Named-object pointing listing:
- - - -
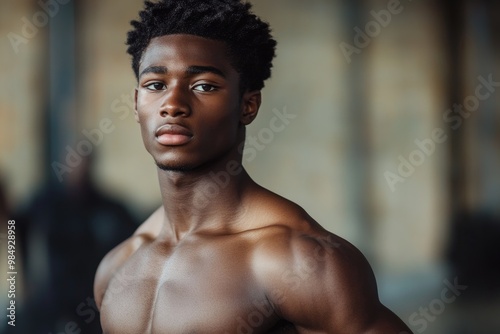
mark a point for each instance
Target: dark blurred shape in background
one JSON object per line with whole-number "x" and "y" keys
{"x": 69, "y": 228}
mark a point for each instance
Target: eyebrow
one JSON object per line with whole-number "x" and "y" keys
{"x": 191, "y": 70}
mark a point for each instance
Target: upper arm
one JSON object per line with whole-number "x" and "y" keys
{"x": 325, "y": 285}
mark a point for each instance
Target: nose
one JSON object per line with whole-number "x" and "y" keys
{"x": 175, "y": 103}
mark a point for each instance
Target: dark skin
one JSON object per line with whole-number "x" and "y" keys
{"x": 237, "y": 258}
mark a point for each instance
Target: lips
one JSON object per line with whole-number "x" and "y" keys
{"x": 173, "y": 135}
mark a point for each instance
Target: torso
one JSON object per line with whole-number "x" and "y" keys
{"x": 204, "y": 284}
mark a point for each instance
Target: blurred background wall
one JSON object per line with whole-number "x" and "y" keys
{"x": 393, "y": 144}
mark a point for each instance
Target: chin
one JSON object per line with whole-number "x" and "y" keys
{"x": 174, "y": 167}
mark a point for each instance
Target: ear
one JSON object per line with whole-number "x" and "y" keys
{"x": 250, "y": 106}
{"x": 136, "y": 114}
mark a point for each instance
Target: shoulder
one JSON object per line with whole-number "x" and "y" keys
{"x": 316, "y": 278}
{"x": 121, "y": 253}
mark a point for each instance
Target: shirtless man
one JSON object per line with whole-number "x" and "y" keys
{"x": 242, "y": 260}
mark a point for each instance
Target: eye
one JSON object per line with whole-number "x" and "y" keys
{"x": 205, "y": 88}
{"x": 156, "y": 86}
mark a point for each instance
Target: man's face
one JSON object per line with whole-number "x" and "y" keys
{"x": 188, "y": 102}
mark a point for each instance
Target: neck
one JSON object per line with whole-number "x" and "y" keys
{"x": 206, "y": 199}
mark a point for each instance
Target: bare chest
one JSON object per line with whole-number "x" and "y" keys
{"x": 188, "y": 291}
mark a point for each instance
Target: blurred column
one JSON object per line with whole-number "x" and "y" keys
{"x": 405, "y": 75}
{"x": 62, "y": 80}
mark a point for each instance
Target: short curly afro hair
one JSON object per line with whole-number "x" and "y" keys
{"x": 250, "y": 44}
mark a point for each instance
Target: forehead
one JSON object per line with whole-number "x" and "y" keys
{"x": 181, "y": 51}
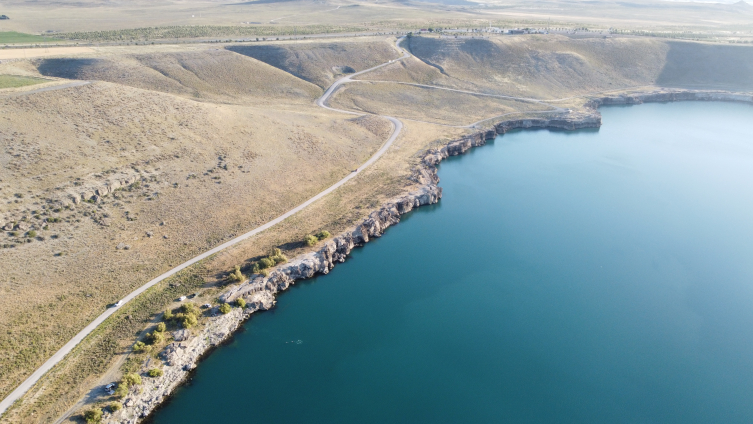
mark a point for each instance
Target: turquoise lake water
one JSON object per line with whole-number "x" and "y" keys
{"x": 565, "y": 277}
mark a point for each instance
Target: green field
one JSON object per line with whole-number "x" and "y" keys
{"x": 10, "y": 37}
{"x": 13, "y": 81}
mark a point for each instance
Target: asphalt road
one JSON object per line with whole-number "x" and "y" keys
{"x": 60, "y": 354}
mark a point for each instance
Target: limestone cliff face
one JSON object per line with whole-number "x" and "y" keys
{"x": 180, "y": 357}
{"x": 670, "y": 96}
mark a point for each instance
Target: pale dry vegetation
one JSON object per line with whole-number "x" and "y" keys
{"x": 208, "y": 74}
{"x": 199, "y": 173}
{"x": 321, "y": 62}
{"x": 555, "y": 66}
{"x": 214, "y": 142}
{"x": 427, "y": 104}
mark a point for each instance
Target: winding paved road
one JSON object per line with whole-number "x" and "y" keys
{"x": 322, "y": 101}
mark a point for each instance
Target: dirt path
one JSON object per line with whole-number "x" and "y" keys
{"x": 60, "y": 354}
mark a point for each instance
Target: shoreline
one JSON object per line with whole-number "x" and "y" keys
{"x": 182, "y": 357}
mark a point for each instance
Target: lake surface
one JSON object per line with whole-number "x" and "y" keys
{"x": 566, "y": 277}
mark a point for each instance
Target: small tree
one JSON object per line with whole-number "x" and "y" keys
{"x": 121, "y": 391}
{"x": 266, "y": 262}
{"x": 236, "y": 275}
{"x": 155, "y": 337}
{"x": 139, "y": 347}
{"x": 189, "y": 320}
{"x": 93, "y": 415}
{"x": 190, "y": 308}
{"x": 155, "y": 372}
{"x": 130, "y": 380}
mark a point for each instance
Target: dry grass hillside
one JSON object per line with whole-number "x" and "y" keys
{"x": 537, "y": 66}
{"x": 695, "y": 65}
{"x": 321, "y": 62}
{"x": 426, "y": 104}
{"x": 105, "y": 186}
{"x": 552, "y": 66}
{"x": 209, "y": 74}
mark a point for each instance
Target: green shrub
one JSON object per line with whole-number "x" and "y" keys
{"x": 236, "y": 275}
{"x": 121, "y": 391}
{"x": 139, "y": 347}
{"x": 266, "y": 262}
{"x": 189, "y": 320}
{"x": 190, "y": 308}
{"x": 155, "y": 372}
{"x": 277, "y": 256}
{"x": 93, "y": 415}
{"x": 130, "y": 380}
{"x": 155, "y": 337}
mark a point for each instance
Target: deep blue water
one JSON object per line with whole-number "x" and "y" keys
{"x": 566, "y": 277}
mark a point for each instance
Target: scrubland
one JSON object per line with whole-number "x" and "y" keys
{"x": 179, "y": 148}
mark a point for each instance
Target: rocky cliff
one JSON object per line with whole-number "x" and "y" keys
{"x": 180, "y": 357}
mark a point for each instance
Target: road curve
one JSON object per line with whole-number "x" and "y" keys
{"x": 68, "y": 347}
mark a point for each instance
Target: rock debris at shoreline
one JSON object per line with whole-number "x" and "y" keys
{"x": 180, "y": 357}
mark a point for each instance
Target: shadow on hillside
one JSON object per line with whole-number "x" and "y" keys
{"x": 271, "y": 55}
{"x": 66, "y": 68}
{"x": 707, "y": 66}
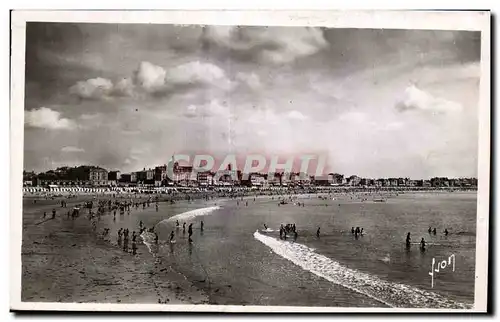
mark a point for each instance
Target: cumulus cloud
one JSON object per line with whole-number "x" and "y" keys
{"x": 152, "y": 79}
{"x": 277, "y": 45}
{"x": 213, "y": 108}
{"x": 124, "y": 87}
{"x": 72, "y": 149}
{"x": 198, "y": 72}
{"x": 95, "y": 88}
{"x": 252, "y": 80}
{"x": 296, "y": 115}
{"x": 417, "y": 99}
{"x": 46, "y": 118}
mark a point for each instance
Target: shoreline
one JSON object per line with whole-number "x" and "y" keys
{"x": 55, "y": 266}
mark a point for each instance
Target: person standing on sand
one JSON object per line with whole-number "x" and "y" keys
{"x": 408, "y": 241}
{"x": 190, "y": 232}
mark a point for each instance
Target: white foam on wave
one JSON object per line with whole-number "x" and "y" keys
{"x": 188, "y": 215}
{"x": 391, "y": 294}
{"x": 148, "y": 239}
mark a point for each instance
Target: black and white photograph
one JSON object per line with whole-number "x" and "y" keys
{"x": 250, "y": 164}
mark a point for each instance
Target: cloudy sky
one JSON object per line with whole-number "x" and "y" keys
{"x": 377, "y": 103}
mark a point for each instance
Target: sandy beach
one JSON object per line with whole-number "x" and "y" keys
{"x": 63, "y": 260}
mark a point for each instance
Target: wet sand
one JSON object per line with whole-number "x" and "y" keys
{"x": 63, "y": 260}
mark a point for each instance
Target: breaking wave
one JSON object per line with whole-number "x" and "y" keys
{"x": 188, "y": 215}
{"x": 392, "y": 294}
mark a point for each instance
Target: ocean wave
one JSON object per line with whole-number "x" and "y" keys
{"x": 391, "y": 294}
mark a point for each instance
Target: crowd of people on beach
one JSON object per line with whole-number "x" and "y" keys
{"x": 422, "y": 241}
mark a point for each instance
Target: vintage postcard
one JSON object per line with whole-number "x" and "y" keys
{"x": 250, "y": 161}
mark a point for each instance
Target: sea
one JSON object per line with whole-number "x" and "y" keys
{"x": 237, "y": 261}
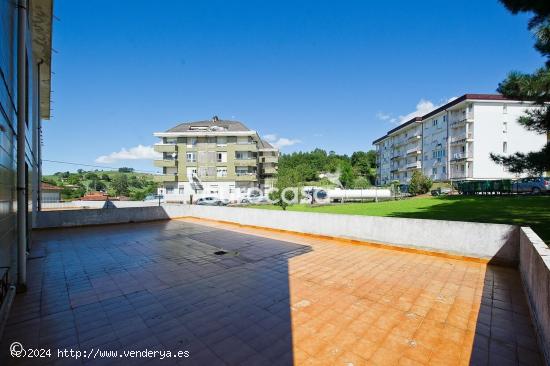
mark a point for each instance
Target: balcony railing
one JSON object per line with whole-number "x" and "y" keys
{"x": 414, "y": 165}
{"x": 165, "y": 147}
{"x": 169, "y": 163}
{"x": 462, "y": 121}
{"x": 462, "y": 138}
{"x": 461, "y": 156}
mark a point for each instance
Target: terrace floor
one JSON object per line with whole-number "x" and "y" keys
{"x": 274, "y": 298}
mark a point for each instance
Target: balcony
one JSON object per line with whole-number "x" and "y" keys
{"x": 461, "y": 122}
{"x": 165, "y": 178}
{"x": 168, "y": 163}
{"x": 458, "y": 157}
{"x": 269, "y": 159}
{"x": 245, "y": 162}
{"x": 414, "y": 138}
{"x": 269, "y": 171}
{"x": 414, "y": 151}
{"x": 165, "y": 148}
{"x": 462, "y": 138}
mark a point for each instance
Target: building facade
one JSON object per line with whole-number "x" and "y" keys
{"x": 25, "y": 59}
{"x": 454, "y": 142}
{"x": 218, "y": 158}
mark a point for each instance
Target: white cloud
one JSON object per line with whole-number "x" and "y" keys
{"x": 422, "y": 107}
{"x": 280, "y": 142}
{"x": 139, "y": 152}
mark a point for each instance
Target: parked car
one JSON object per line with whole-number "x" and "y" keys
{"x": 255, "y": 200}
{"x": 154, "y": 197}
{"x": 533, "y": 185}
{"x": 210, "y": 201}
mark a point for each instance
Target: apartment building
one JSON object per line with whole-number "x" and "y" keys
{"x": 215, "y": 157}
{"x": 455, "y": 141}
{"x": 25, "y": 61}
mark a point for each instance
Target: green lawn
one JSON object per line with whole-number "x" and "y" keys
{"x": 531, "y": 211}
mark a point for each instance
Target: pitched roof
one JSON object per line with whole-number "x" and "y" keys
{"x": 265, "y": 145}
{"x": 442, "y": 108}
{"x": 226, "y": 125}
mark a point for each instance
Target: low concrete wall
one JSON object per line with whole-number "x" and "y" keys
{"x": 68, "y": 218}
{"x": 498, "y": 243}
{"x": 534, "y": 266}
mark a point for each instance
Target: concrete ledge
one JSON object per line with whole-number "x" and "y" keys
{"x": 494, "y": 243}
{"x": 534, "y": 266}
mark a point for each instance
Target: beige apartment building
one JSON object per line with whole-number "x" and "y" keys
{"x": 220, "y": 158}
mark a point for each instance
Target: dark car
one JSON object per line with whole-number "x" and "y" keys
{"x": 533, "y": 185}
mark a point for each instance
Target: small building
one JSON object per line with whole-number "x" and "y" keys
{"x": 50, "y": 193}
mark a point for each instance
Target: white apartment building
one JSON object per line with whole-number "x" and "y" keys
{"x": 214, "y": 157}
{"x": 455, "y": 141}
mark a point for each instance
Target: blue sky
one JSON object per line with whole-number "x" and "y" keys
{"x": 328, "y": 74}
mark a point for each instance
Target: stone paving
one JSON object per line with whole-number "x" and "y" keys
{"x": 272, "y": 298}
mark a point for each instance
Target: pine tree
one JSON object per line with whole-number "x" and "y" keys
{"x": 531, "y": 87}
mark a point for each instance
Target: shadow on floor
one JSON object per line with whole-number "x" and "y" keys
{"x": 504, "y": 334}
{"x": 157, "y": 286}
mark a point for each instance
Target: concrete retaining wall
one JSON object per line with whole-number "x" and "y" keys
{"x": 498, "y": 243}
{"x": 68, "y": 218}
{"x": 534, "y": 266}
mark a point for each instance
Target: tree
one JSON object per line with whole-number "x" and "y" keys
- - - -
◆ **WHAT THIS TASK INVOLVES**:
Count the lines in the listing above that contain the string "floor", treating uppercase and lowercase as different, and give only that number.

◆ **THE COMPLETED TASK**:
2